## Extract to read
- - - - - - -

These two apparently very different physical processes correspond to the same quantum channel: \mathcal{A}(\rho)=\mathcal{B}(\rho) for any \rho. Indeed, you can check that B_1=(A_1+A_2)/\sqrt{2} and B_2=(A_1-A_2)/\sqrt{2}, whence \begin{aligned} \mathcal{B}(\rho) &= B_1\rho B_1^\dagger + B_2\rho B_2^\dagger \\&= \frac{1}{2} (A_1+A_2)\rho (A_1+A_2)^\dagger + \frac{1}{2} (A_1-A_2)\rho (A_1-A_2)^\dagger \\&= A_1\rho A_1^\dagger + A_2\rho A_2^\dagger \\&= \mathcal{A}(\rho). \end{aligned}

You can also check that the two channels can be implemented by the following two circuits:

### 7.13.4 Independent ancilla

Another way to understand the freedom in the operator-sum representation is to realise that, once the system and the ancilla cease to interact, any operation on the ancilla alone has no effect on the state of the system.

That is, the two unitaries U and (\mathbf{1}\otimes R)U (where R acts only on the ancilla) describe the same channel, even though the Kraus operators E_k=\langle e_k|U|e\rangle for the latter are \begin{aligned} F_k &= \langle e_k|(\mathbf{1}\otimes R)U|e\rangle \\&= \sum_j \langle e_k|R|e_j\rangle\langle e_j|U|e\rangle \\&= \sum_j R_{kj}E_j \end{aligned} Indeed, the unitary evolution (\mathbf{1}\otimes R) U gives \rho\otimes|e\rangle\langle e| \longmapsto \sum_{kl} E_k \rho E_l^\dagger \otimes R|e_k\rangle\langle e_l| R^\dagger and the subsequent trace over the environment gives \begin{aligned} \operatorname{tr}_E \sum_{kl} E_k \rho E_l^\dagger \otimes R|e_k\rangle\langle e_l| R^\dagger &= \sum_{kl} E_k \rho E_l^\dagger \langle e_l| R^\dagger R|e_k\rangle \\&= \sum_{k} E_k \rho E_k^\dagger. \end{aligned}

### 7.13.5 Cooling down

We can show that the process of cooling a qubit to its ground state, described the map \mathcal{E}(\rho)=|0\rangle\langle 0|, is a quantum channel. Indeed, the set of Kraus operators is |0\rangle\langle 0| and |0\rangle\langle 1|, and all Bloch vectors are mapped to the Bloch vector representing state |0\rangle\langle 0|.

### 7.13.6 Unchanged reduced density operator

Show that, for any operator \rho on \mathcal{H}_\mathcal{A}\otimes\mathcal{H}_\mathcal{B}, and, for any operator R on \mathcal{H}_\mathcal{B}, we have \operatorname{tr}_\mathcal{B} \left[(\mathbf{1}\otimes R) \rho (\mathbf{1}\otimes R^\dagger)\right] = \operatorname{tr}_\mathcal{B} \rho. That is, the reduced density operator \rho_\mathcal{A}=\operatorname{tr}_\mathcal{B} \rho is not affected by R.

- - - - - - -

## Given records
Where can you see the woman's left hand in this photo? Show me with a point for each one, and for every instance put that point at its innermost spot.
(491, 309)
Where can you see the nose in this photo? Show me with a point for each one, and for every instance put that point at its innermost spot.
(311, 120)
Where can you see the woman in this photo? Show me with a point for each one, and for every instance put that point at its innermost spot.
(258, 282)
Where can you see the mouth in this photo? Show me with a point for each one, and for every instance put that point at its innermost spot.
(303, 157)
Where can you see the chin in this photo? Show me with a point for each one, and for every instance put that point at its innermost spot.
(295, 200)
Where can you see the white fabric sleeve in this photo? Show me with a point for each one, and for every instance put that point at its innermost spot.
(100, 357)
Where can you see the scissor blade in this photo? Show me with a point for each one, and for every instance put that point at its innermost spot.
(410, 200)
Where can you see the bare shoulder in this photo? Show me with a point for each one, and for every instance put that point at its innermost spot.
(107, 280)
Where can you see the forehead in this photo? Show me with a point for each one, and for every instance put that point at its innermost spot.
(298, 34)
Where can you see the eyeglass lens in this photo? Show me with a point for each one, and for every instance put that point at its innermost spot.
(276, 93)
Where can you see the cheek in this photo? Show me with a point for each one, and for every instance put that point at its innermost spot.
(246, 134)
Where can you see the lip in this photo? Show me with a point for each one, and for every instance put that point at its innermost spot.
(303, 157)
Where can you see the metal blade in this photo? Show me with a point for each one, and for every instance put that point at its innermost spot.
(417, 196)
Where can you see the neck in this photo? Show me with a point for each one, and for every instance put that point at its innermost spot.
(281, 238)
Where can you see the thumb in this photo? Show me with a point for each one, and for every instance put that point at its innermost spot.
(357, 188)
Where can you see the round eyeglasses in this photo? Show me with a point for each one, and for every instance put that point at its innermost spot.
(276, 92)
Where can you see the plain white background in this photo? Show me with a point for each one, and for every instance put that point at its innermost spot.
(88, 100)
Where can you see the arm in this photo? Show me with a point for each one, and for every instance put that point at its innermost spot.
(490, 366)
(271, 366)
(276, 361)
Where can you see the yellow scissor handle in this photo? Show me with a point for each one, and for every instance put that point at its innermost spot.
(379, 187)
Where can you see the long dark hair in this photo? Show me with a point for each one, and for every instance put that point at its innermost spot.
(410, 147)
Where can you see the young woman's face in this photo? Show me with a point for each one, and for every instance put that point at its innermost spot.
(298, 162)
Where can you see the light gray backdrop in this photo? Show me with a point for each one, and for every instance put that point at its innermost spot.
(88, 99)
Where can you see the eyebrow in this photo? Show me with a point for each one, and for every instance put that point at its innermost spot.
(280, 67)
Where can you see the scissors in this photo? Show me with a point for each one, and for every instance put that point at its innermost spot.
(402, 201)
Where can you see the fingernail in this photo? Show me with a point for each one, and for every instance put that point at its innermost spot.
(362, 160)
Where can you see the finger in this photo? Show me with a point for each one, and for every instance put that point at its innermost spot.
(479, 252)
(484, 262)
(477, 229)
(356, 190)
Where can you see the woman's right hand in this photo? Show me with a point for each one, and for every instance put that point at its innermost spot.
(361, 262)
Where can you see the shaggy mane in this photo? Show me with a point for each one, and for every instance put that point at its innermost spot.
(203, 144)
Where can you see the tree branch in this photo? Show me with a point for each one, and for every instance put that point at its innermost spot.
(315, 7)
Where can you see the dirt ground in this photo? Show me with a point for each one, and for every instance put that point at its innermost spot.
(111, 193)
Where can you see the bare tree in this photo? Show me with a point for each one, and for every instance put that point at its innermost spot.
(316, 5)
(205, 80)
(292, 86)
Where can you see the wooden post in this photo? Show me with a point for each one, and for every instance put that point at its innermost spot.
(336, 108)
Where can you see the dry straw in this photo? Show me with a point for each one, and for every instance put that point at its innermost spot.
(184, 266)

- - - - - - -

## Direction 1
List every numbered section heading in the quantum channels text, giving each number together with its title.
## Direction 2
Resume the quantum channels text after its final sentence, writing in the same style.

## Exercise response 1
7.13.4 Independent ancilla
7.13.5 Cooling down
7.13.6 Unchanged reduced density operator

## Exercise response 2
(Hint: show this for operators \rho which are tensor products \rho=A\otimes B and then extend the result to any operator \rho.)

### 7.13.7 Order matters?

We know that, given a fixed state of the environment, the unitaries U and (\mathbf{1}\otimes R)U (where R acts only on the environment) define the same quantum channel. Is the same true for U and U(\mathbf{1}\otimes R)? That is, do these two unitaries define the same quantum channel as one another?

### 7.13.8 Pauli twirl

Show that randomly applying the Pauli operators \mathbf{1}, X, Y, and Z, with uniform probability, to any density operator \rho of a single qubit results in the maximally mixed state \frac{1}{4} \mathbf{1}\rho\mathbf{1}+\frac{1}{4} X\rho X + \frac{1}{4} Y\rho Y + \frac{1}{4} X\rho Z = \frac{1}{2}\mathbf{1}.

### 7.13.9 Depolarising channel

The most “popular” Pauli channel is the depolarising channel \rho\longmapsto (1-p)\rho + \frac{p}{3}\left(X\rho X+Y\rho Y+Z\rho Z\right). In the depolarising channel, a qubit in state \rho remains intact with probability 1-p, or is otherwise transformed with one of the Pauli operators X, Y, and Z, each chosen randomly with probability p/3. Show, using the Pauli twirl or otherwise, that we can rewrite the depolarising channel as \rho \longmapsto \rho' = \left(1-\frac{4}{3} p\right) \rho + \frac{4}{3}p\frac{1}{2}\mathbf{1}.

(For p\leqslant\frac{3}{4} we can thus say that the channel either does nothing or, with probability \frac{4}{3}p, throws away the initial quantum state and replaces it by the maximally mixed state.)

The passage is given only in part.